┌─ Task inputs

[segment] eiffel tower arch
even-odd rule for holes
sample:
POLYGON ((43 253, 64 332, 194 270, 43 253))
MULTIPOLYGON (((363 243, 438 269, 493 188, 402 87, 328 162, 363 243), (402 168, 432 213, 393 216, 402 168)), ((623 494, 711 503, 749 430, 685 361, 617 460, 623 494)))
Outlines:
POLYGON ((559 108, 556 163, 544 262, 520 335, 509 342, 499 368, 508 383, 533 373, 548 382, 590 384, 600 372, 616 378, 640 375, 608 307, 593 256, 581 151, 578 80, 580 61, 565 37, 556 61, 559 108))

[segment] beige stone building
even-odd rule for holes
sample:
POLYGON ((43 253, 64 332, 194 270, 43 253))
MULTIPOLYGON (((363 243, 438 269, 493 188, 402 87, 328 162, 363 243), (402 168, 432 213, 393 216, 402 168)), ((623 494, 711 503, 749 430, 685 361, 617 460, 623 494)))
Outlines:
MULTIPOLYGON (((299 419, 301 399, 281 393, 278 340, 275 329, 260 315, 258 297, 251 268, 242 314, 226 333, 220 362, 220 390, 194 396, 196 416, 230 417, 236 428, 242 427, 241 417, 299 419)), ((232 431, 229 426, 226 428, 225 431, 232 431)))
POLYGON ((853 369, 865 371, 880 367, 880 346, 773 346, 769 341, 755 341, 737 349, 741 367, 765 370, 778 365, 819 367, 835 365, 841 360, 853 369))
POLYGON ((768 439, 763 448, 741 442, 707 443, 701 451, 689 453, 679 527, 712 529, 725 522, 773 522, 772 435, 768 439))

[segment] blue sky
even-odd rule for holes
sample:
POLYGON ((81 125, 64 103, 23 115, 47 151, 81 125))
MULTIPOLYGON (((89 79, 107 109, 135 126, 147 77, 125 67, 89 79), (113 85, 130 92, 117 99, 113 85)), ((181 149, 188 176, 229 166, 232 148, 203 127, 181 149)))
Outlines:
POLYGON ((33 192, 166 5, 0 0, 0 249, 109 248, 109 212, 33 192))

└─

Each line above that contains the string "segment" counts once; give the number of such lines and nothing more.

(Answer to the problem) 3